Petikan Sumber:
◇ ◇ ◇

Hanya saja, cita-cita itu sulit diwujudkan apabila Sudan masih menggunakan sistem buatan manusia sebagai landasan negaranya. Sebab akar dari segala macam kerusakan yang terjadi di negara tersebut, merupakan efek dari diterapkannya sistem sekuler kapitalisme. Sistem itulah yang menjadikan para pemimpin tidak amanah dalam mengurusi urusan rakyatnya, sementara di sisi lain para penjajah asing berhasil memecah belah persatuan rakyat lewat isu-isu sektarian.
Tak sampai di situ, adanya paham nasionalisme mengakibatkan negeri-negeri Islam lainnya, tak mampu memberi bantuan secara nyata atas dasar persatuan akidah. Yang dengannya dapat membentuk kekuatan global, sehingga mampu mengirimkan bantuan pangan, pengobatan, dan mengerahkan pasukan serta persenjataan guna stabilisasi keamanan di negara Sudan. Lagi-lagi nasionalisme telah melunturkan rasa persatuan dalam tubuh umat Islam, sebab menganggap bahwa permasalahan yang dialami negara lain itu bukan urusan negara kita. Jika pun ada yang memberi bantuan, itu hanya sebatas bantuan pangan saja, sementara pengaruh asing tak dapat dihilangkan sama sekali. Padahal, hegemoni asinglah yang menjadi sebab keterpurukan atas negara Sudan.

◇ ◇ ◇

Data yang Tersedia:
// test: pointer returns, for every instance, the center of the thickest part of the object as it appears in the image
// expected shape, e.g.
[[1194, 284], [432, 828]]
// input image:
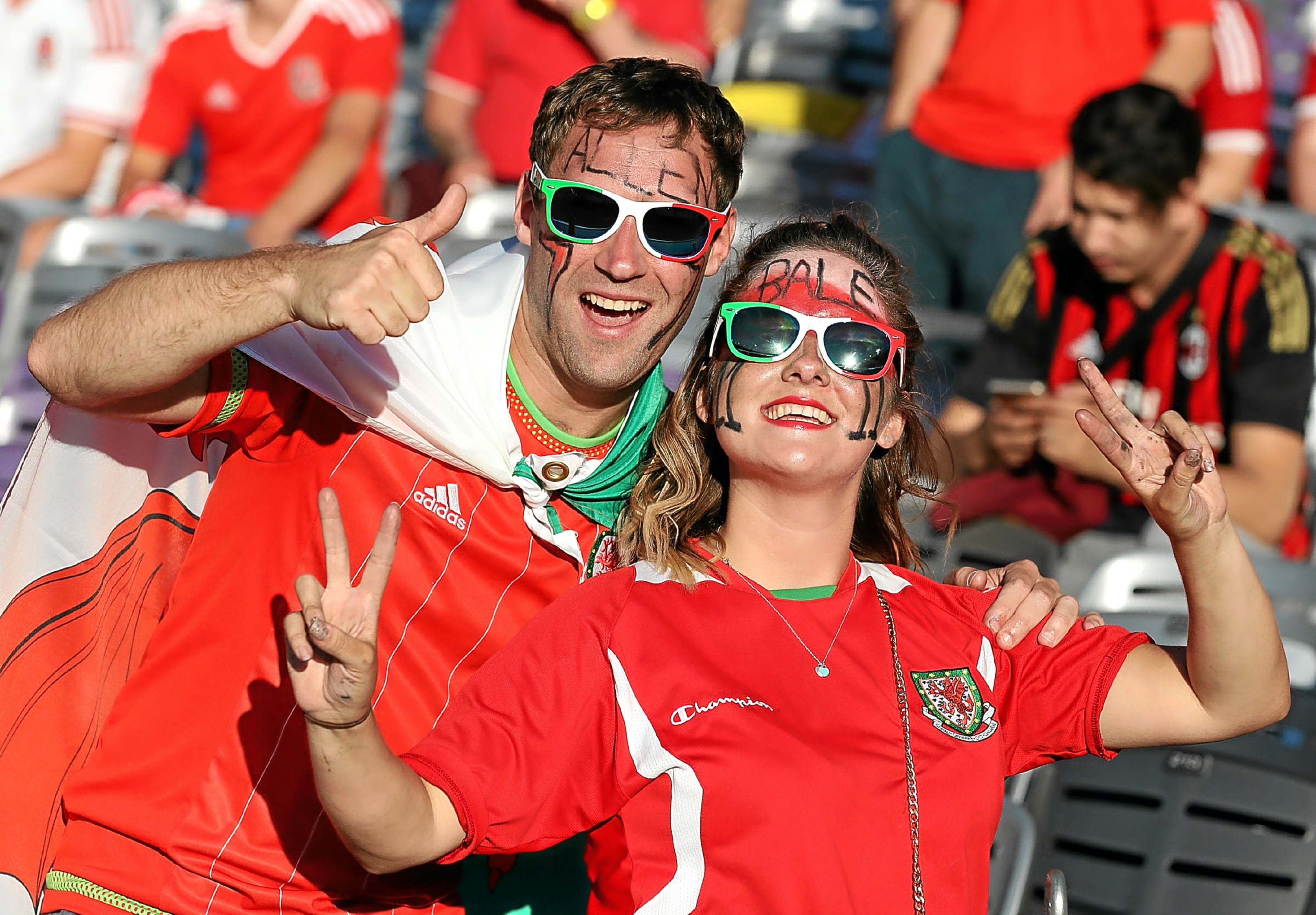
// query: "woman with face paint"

◇ ◇ ◇

Yang Akan Dikerjakan:
[A] Jawablah pertanyaan ini berdasarkan petikan tentang Sudan.
(i) Sistem apa yang disebut sebagai akar dari segala macam kerusakan di Sudan?
(ii) Melalui apa para penjajah asing memecah belah persatuan rakyat?
(iii) Paham apa yang mengakibatkan negeri-negeri Islam lainnya tak mampu memberi bantuan secara nyata?
[B] Tentukan apakah setiap pernyataan ini sesuai dengan petikan tentang Sudan. Jawab ya atau tidak, disertai kata-kata penentu dari petikan yang dikutip persis.
(i) Bantuan yang diberikan hanya sebatas bantuan pangan.
(ii) Pengaruh asing telah dihilangkan sepenuhnya dari Sudan.
(iii) Hegemoni asing disebut sebagai sebab keterpurukan Sudan.
[C] Kutip dengan tepat bagian petikan tentang Sudan antara "Tak sampai di" dan "atas negara Sudan.", termasuk kedua batas tersebut.
Data tersebut tidak berperan dalam pengerjaan ini.

Jawaban Tugas:
[A]
(i) Sistem sekuler kapitalisme.
(ii) Lewat isu-isu sektarian.
(iii) Paham nasionalisme.

[B]
(i) Ya: "Jika pun ada yang memberi bantuan, itu hanya sebatas bantuan pangan saja"
(ii) Tidak: "sementara pengaruh asing tak dapat dihilangkan sama sekali"
(iii) Ya: "Padahal, hegemoni asinglah yang menjadi sebab keterpurukan atas negara Sudan."

[C]
Tak sampai di situ, adanya paham nasionalisme mengakibatkan negeri-negeri Islam lainnya, tak mampu memberi bantuan secara nyata atas dasar persatuan akidah. Yang dengannya dapat membentuk kekuatan global, sehingga mampu mengirimkan bantuan pangan, pengobatan, dan mengerahkan pasukan serta persenjataan guna stabilisasi keamanan di negara Sudan. Lagi-lagi nasionalisme telah melunturkan rasa persatuan dalam tubuh umat Islam, sebab menganggap bahwa permasalahan yang dialami negara lain itu bukan urusan negara kita. Jika pun ada yang memberi bantuan, itu hanya sebatas bantuan pangan saja, sementara pengaruh asing tak dapat dihilangkan sama sekali. Padahal, hegemoni asinglah yang menjadi sebab keterpurukan atas negara Sudan.